Thursday, August 10, 2017

earning our own reward

V'haya eikev tishme'un es hamishpatim ha'eileh v'shamar Hashem Elokecha lecha es ha'bris v'es ha'chessed asher nishba l'avosecha.

Our parsha opens by telling us that if we observe the commandments, specifically mishpatim, then Hashem will fulfill his promise made to the avos and give us the brachos that follow.

If we are doing what we are supposed to, then shouldn't we deserve reward based on our own merits and actions, not because of the promise made to the avos?  (The Sefas Emes explains that the word v'haya, which always connotes simcha, appears here because Hashem has tremendous simcha when a person earns his own reward and doesn't receive gifts based on someone else's merit.)  Zechus avos is invoked when we have no other merits of our own to call on, not when we are doing everything right?

Maybe you can answer that question by way of another question.  Last week's parsha ends with the pasuk, "V'shamarta es ha'mitzvah v'es ha'chukim v'es ha'mishpatim..."  Meforshim are bothered by the fact that that pasuk lists off multiple categories of mitzvos -- mitzvah, chukim, mishpatim -- while the pasuk that opens our parsha refers only to the one category of mishpatim.  Why the difference?

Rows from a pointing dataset
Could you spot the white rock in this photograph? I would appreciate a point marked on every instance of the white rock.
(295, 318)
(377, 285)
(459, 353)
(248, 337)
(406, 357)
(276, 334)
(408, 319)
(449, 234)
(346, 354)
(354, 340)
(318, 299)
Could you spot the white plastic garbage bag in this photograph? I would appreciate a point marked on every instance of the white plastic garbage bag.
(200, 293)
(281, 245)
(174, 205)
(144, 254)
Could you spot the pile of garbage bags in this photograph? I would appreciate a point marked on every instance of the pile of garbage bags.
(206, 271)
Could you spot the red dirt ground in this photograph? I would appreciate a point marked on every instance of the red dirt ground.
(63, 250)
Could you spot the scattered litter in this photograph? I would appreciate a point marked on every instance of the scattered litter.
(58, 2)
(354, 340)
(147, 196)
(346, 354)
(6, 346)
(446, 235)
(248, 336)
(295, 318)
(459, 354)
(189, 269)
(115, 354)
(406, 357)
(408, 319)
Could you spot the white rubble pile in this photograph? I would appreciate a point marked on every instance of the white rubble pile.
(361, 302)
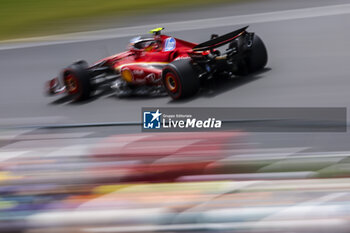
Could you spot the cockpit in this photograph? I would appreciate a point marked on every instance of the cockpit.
(143, 44)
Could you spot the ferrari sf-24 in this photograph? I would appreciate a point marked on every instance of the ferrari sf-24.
(161, 64)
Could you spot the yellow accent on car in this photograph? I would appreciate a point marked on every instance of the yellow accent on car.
(127, 75)
(156, 30)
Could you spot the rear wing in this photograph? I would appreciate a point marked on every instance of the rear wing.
(220, 41)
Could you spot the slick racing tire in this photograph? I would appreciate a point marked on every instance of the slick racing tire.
(77, 81)
(180, 79)
(256, 58)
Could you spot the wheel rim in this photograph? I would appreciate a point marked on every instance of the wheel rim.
(171, 82)
(71, 83)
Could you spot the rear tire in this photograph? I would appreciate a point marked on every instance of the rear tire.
(180, 79)
(77, 81)
(256, 58)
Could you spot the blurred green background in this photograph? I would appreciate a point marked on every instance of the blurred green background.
(27, 18)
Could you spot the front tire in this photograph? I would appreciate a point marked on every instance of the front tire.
(77, 82)
(180, 79)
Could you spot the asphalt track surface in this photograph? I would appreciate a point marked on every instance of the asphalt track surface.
(308, 64)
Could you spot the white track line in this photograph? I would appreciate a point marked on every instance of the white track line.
(181, 26)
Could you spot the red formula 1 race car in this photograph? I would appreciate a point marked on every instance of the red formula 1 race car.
(163, 64)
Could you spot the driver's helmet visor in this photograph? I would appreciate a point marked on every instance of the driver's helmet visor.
(139, 43)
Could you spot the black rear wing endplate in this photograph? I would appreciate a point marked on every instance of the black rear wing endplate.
(219, 41)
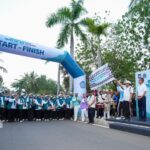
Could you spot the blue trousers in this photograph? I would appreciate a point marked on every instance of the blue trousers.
(142, 108)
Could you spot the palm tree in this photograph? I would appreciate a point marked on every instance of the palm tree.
(69, 18)
(96, 30)
(2, 68)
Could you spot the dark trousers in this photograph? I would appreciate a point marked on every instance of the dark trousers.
(142, 108)
(91, 114)
(53, 114)
(3, 113)
(25, 113)
(61, 113)
(20, 114)
(11, 115)
(38, 114)
(121, 109)
(126, 106)
(30, 114)
(46, 114)
(100, 112)
(67, 113)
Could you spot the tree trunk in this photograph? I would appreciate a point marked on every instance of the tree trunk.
(58, 80)
(99, 55)
(72, 54)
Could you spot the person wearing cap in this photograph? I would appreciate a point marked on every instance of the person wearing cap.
(54, 111)
(20, 103)
(2, 107)
(127, 97)
(107, 102)
(60, 106)
(76, 105)
(30, 107)
(25, 106)
(91, 106)
(12, 104)
(100, 104)
(67, 99)
(38, 108)
(84, 108)
(141, 93)
(120, 104)
(46, 108)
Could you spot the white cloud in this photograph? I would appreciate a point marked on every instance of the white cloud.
(25, 19)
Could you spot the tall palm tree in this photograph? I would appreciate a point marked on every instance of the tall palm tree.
(69, 18)
(96, 30)
(2, 68)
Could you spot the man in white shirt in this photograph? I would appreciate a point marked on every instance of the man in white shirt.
(141, 93)
(127, 97)
(91, 106)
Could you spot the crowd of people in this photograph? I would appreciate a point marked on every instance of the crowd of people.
(101, 104)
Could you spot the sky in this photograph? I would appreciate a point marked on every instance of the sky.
(25, 20)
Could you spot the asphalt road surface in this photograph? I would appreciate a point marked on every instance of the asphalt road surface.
(67, 135)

- **Exercise instructions**:
In the commentary titled "earning our own reward," why does the Sefas Emes say the word v'haya appears in the opening verse?

- **Reply to the task**:
Hashem has tremendous simcha when a person earns his own reward and doesn't receive gifts based on someone else's merit.